BEGIN TEXT SEGMENT

Saturday, 19 February 2011

Learning to crochet

I said that I'd be sticking to basic stiches until I finished knooking the baby blanket. I also said that I wouldn't talk about knooking again until then. I lied. Twice. Notice how the title of this post is about crochet, not knooking? It's still really the same subject. I cheated as well as lied. I am a very bad person. I'm sorry.

First, I found another blog devoted to knooking. As luck would have it Ronda, the author of this one, has just worked out an easier way of doing the purl stitches, for which I am very grateful. She has also been working on projects that mix knooking with crochet, something I'd been pondering as a possibility.

Seeing Ronda's designs made me want to have a go at incorporating some crochet, but also made me realise that I don't know the first thing about this craft. Time to learn how to crochet.

Rather than searching this internet I decided to consult a book, for a change. I have a rather lovely old book called, "Encyclopedia of Needlework" by Thérèse de Dillmont*, which I inherited from my grandmother. There's no sympathy for the struggling reader here: At first sight some of the designs may appear rather difficult to execute, but when the directions are accurately followed all difficulty will disappear. If you're having trouble it's because you're not following the instructions properly!

Encyclopedia of Needlework

I haven't tried using this book before, but I gave it a go and sure enough, if I followed the instructions very carefully, my work looked pretty much like the illustrations. A little more consistency would have been nice. As far as I can tell, the following two descriptions refer to the same stitchwork:
Throw the thread round the hook, pass the hook under the two halves of a stich and catch hold of the thread, draw the thread through the stitch...

END TEXT SEGMENT

WORK TO BE COMPLETED =>
Rewrite the part of the crochet post that opens with the words containing "Learning to crochet" and closes with "person. I'm sorry.", switching "lied" to "fibbed". Rely on nothing but the text.

BEGIN INFORMATION SHOWN

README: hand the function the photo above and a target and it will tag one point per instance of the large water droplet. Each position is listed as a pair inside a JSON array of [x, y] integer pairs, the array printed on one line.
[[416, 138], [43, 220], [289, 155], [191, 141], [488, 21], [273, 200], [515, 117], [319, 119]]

END INFORMATION SHOWN

WORKED ANSWER =>
Learning to crochet

I said that I'd be sticking to basic stiches until I finished knooking the baby blanket. I also said that I wouldn't talk about knooking again until then. I fibbed. Twice. Notice how the title of this post is about crochet, not knooking? It's still really the same subject. I cheated as well as fibbed. I am a very bad person. I'm sorry.